- **QUOTED TEXT**
%%
Much like their Manchester peers Autechre, it is very easy to forget that James Ginzburg and Paul Purgas were ever interested in making beat-driven music aimed for the dancefloor, as they long ago plunged into an avant-garde rabbit hole of abstract deconstructionism, cutting edge sound design, and self-built instruments and have not looked back since. I bring up that origin for a reason, as understanding that ash was inspired by Bristol's sound system culture is crucial to grasping the appeal of the duo's current vision. In fact, I was initially underwhelmed by these songs, as I could not understand why Ginzburg in particular would want to regress to punishing, no-frills rhythm workouts after blowing me away with the droning immensity of his 2021 solo album crystallise, a frozen eye.
Eventually, however, I got around to listening to ash on headphones and everything immediately made sense again: this is not an EP intended for casual listening. The correct way to experience ash is to crank it up so loud that you can feel every seismic crunch, vibration, and throb. Once I had that revelation, ash immediately transformed into something considerably more brilliant and unique. This is absolutely not the place to look for great songcraft or killer beats, but it is probably one of the best releases around for those looking for precision-engineered brutality, masterfully harnessed spatialized sound, and intense physicality. Someone should commission a forward-thinking ballet company to choreograph a mind-blowing performance for one of these songs immediately.
Musically, ash-era Emptyset shares a healthy amount of common ground with classic Godflesh, as the main ingredients are overloaded bass and a fondness for bludgeoning, mechanized repetition, but it would be closer to the mark to suggest that their primary influences are "convulsions" and "the futuristic battle scenes from the Terminator movies." Some pieces certainly evoke robot tanks rolling over piles of crunching bones in a scorched and broken landscape more strongly than others ("embers" being the best example), but the differences between these six songs are less important than their common ground of shuddering waves of distorted bass, lurching rhythms, and slow-motion machine gun snares. Experiencing this album is a lot like getting thwacked in the head with six different baseball bats: they would certainly all have their own unique character, but the subtle differences between them would be unavoidably eclipsed by the force of the impact.
To my ears, the best moments are probably "cinder" (I half expected viscous trails of blood to start running down my walls when the opening fog of grinding and menacing dissonance appeared) or the title piece ("a giant sentient typewriter with malicious intent" meets "the space-time continuum warps, stretches, and tears during a fireworks display"), but every one of these pieces is an absolute banger. That is an impressive achievement in itself, obviously, but a full album of such uninterrupted bludgeoning would be absolutely exhausting and would quickly yield diminishing returns. To their everlasting credit, however, Purgas and Ginzburg understood the limitations of their vision and were wise enough to keep most of ash's violent, churning convulsions under three minutes: if there was ever an album that has earned the coveted "all killer, no filler" mantle, it is this one. Every single song makes a deep impact and the whole thing is over long before any numbness starts to set in.
In a 2017 interview, Ginzburg noted that he and Purgas leave "piles and heaps of detritus on the cutting room floor" and now I understand why: ash is the sort of perfect distillation that could have only been made by absolutely ruthless editors willing to throw away months of work and several albums worth of material to just to wind up with one great 16-minute EP.
%%
- **SHORT EXERCISE 1**
Extract every line of the entries below that contains the string "Return", matching case exactly.

- **RECORDS SHOWN**
%%
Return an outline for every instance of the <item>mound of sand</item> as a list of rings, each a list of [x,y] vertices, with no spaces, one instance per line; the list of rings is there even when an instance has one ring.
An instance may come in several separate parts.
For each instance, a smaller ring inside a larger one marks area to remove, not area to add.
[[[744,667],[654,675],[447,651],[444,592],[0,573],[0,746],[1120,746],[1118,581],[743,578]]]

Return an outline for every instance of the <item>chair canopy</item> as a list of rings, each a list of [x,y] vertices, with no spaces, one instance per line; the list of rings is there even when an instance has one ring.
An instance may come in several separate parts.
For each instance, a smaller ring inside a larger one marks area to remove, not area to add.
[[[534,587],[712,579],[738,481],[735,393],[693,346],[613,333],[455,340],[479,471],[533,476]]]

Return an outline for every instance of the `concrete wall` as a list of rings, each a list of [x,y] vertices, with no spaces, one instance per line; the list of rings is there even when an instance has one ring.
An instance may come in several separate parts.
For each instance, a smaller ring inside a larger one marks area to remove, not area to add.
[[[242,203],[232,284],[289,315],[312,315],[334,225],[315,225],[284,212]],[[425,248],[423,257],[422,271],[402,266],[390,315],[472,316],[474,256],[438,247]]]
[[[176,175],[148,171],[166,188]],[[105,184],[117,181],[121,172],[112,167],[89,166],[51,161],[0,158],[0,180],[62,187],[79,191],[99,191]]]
%%
%%
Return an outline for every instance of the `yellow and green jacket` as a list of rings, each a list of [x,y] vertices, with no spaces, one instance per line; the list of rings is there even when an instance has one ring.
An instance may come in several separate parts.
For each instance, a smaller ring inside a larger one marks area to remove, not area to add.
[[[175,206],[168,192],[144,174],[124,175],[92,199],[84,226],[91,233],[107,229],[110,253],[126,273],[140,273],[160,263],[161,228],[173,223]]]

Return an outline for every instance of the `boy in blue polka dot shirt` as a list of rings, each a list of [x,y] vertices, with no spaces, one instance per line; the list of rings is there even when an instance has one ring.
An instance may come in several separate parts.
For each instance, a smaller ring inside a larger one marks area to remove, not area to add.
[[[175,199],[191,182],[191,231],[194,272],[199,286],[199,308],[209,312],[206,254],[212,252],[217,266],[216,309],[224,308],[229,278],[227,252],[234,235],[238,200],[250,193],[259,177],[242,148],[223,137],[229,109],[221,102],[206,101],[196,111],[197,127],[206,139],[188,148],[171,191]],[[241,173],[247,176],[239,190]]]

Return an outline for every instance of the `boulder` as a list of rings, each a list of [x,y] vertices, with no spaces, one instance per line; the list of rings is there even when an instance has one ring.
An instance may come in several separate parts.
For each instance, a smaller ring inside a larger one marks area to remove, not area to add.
%%
- **SHORT EXERCISE 2**
Answer these questions from the review of ash.
(a) In what year did Ginzburg release his solo album crystallise, a frozen eye?
(b) How many songs are on ash?
(c) In what year was the interview in which Ginzburg mentioned "piles and heaps of detritus on the cutting room floor"?

- **COMPLETE OUTPUT 1**
Return an outline for every instance of the <item>mound of sand</item> as a list of rings, each a list of [x,y] vertices, with no spaces, one instance per line; the list of rings is there even when an instance has one ring.
Return an outline for every instance of the <item>chair canopy</item> as a list of rings, each a list of [x,y] vertices, with no spaces, one instance per line; the list of rings is there even when an instance has one ring.
Return an outline for every instance of the `concrete wall` as a list of rings, each a list of [x,y] vertices, with no spaces, one instance per line; the list of rings is there even when an instance has one ring.
Return an outline for every instance of the `yellow and green jacket` as a list of rings, each a list of [x,y] vertices, with no spaces, one instance per line; the list of rings is there even when an instance has one ring.
Return an outline for every instance of the `boy in blue polka dot shirt` as a list of rings, each a list of [x,y] vertices, with no spaces, one instance per line; the list of rings is there even when an instance has one ring.
Return an outline for every instance of the `boulder` as a list of rings, each a list of [x,y] vertices, with no spaces, one instance per line; the list of rings is there even when an instance has one ring.

- **COMPLETE OUTPUT 2**
(a) He released it in 2021.
(b) Ash has six songs.
(c) The interview took place in 2017.